Copy out every line of the records in which "When" can be found.

• • •

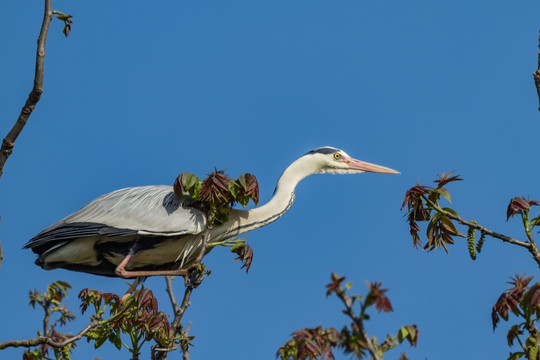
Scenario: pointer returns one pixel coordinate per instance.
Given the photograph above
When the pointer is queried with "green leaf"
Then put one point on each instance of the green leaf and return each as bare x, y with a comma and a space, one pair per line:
516, 355
451, 211
444, 193
534, 222
402, 334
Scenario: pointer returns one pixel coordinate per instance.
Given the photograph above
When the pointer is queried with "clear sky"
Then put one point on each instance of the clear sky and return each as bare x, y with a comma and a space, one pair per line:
142, 90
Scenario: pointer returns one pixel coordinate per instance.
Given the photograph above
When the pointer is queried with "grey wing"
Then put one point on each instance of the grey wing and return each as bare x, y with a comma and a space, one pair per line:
147, 210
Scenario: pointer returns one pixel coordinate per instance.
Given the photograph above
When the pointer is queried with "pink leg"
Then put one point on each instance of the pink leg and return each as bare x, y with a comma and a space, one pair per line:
126, 274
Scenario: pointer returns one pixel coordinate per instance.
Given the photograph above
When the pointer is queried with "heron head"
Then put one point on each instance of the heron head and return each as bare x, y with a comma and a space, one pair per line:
336, 161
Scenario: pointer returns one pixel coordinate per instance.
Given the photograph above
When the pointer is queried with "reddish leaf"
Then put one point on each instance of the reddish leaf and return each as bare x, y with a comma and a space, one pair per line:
335, 285
519, 205
377, 295
446, 178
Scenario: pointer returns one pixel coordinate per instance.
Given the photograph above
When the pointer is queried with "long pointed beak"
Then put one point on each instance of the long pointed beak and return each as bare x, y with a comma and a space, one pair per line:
368, 167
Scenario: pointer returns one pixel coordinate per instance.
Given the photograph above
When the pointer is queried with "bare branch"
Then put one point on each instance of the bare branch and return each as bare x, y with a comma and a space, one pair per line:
49, 341
9, 141
536, 74
170, 291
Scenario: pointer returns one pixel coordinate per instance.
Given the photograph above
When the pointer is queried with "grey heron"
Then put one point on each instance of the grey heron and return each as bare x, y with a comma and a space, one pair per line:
160, 232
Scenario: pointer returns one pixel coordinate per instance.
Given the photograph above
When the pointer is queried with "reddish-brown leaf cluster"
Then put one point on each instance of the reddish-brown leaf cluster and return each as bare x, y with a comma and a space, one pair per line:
419, 201
248, 189
335, 285
377, 296
67, 21
245, 254
137, 314
215, 190
311, 343
512, 299
409, 333
519, 205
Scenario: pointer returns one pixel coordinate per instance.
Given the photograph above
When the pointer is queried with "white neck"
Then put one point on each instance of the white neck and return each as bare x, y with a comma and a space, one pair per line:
241, 221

• • •

__Solution for this task__:
When the pointer is queried with "green leaf"
When the pointer is queried with "clear sky"
When the pointer is queried with "grey wing"
When the pointer is queried with "pink leg"
When the pointer is queried with "heron head"
When the pointer is queried with "reddish leaf"
When the pointer is queried with "long pointed beak"
When the pointer is queried with "bare branch"
When the pointer is queried with "grey heron"
When the pointer is queried with "reddish-brown leaf cluster"
When the pointer is queried with "white neck"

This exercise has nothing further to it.